## Trecho do documento
Tiago, este injustamente esquecido
Primeira conferência teológica apresentada no Seminário Teológico da Igreja do Nazareno, em Campinas
Voltado para a necessidade de afirmar a doutrina da justificação pela fé, Lutero foi particularmente duro com a epístola de Tiago. Chamou-a de “epístola de palha” (eyn rechte stroerne Epistel), por causa de seu entendimento equivocado de 2.14-26, onde presumiu haver o ensino de justificação pelas obras [1]. Aliás, este entendimento errôneo de Lutero ainda permanece em muitas mentes. Mas deve ser entendido dentro do contexto em que as palavras foram proferidas. Elas constam de seu prefácio à Bíblia Alemã, onde ele se expressa sobre os livros que mais mostram a pessoa de Cristo. Após nomeá-los, disse Lutero: “Por isso, a epístola de São Tiago é uma epístola bem insípida (eyn rechte stroerne Epistel) se comparada às demais…” [2]No entanto, este reformador, mais tarde, modificou sua posição. Assim se expressou Lutero, conforme nos diz George: “Quando S. Tiago e Paulo dizem que um homem é justificado pelas obras, eles estão combatendo a noção errônea daqueles que pensam que a fé sem obras é suficiente”[3]. Ou seja, Lutero veio a entender o significado de Tiago. Sua crítica precipitada aconteceu porque no Debate de Leipzig, em 1519, seu oponente, John Eck, citou Tiago 2.17 para rebater a posição de Lutero contra a justificação pela fé. Mais tarde, o reformador maturou suas idéias e modificou sua posição.

## Material fornecido

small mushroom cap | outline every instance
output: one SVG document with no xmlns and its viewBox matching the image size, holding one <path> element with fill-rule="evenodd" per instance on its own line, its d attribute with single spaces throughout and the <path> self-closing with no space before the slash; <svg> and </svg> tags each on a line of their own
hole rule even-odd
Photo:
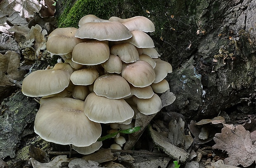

## Lista de tarefas
a) Diga se cada afirmação concorda com o trecho sobre a epístola de Tiago, respondendo sim ou não e citando as palavras do trecho que decidem a questão: (i) As palavras de Lutero sobre a "epístola de palha" constam de seu prefácio à Bíblia Alemã. (ii) O Debate de Leipzig ocorreu em 1521. (iii) Lutero manteve a mesma posição sobre Tiago até o fim.
b) Responda às perguntas com base no trecho sobre a epístola de Tiago:
(i) Onde foi apresentada a primeira conferência teológica?
(ii) Qual passagem de Tiago Lutero entendeu de modo equivocado?
(iii) Quem foi o oponente de Lutero no Debate de Leipzig?
O material não tem relação com o trecho.

## Respostas por tarefa
a)
(i) Sim: "Elas constam de seu prefácio à Bíblia Alemã".
(ii) Não: "no Debate de Leipzig, em 1519".
(iii) Não: "No entanto, este reformador, mais tarde, modificou sua posição."

b)
(i) No Seminário Teológico da Igreja do Nazareno, em Campinas.
(ii) Tiago 2.14-26.
(iii) John Eck.